Reading passage
==========
[Swift-devel] simple executable staging

Michael Wilde wilde at mcs.anl.gov
Mon Apr 13 08:50:37 CDT 2009


I like the idea of executable staging. I feel that while it can start 
small and simple, it should eventually encompass these things in a clean 
elegant model:

- versioning of apps and connecting that back to provenance
- some way to specify app version from app() to tc.data
- some notion of "package" for namespace management
   (we should re-examine the old VDL concept of namespace::name:version 
as a general name specification for app and proc names.
- some way to manage the set of app() declarations that specify the 
"entry points" into an application
- management of app PATHs and install dirs
- retaining of installed apps (vs copy every time) - both should be possible
- some connection to / generalization of ADEM, including both binary and 
src/build installs

On 4/13/09 8:00 AM, Ben Clifford wrote:
> You can do it now without too much hassle but its not as beautiful as it 
> could be. I thought I had added an example to the userguide but turns out 
> I haven't.
==========
Record excerpts
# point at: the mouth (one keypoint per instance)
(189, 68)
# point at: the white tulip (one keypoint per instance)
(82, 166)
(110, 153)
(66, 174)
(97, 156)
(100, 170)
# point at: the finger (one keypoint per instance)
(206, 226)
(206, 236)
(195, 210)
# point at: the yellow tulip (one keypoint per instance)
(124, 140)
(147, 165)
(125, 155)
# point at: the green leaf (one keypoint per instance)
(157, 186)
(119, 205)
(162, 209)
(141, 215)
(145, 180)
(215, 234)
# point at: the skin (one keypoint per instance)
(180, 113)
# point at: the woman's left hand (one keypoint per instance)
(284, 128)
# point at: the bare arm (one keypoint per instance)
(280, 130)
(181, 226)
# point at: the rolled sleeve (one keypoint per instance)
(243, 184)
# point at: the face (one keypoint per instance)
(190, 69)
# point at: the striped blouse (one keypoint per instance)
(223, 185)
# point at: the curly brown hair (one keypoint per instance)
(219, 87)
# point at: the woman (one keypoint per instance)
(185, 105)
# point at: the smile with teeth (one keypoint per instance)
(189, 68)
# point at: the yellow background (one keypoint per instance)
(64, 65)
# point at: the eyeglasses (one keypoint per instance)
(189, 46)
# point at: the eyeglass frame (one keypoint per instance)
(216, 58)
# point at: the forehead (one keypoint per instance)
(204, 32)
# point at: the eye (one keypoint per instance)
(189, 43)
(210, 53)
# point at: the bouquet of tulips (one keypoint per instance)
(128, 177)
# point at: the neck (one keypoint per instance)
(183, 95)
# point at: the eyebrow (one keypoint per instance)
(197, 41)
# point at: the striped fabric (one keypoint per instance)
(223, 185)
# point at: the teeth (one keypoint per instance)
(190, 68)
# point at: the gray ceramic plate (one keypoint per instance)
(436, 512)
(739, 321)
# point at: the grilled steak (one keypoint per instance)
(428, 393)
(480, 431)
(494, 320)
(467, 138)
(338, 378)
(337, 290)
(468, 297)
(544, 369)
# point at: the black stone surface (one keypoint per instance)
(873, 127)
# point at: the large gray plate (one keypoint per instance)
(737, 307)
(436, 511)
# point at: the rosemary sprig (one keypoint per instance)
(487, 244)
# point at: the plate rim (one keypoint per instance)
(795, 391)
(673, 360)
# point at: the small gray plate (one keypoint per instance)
==========
Task objective
Can you take the mailing-list post about executable staging further, starting right after its last line? The rows are separate material, unrelated to the mailing-list post about executable staging.

Output of the exercise
> 
> To do it now, make the analysis script an input data file and launch it 
> using /bin/sh (so /bin/sh is what does into the tc.data file, not your 
> actual application).
> 
> Some (?skenny) does similar stuff with a script Rinvoke (that is mapped in 
> tc.data) that launches R on an input script.
> 
> But I'd like that to look more elegant.
> 
> On Mon, 13 Apr 2009, Glen Hocky wrote:
> 
>> This could be potentially very useful for data analysis esp. if the analysis
>> were performed with standard tools (e.g. perl, python, awk and gnuplot). If
>> you could make simple changes to your analysis script and then push the data
>> and analysis tools out for number crunching that would be great.
>>
>> Ben Clifford wrote:
>>> I've seen enough simple (conceptually, not in run size) uses of Swift (2)
>>> and heard enough from OSG Engage people about it being useful that I think
>>> Swift should have an option to stage an executable instead of finding it
>>> remotely.
>>>
>>> This seems more useful in some fields and less so in others (for example,
>>> where people are writing numeric code in C and so have few library
>>> dependencies).
>>>
>>> It can be done in Swift in a round-about way at the moment, but I think it
>>> should be better supported.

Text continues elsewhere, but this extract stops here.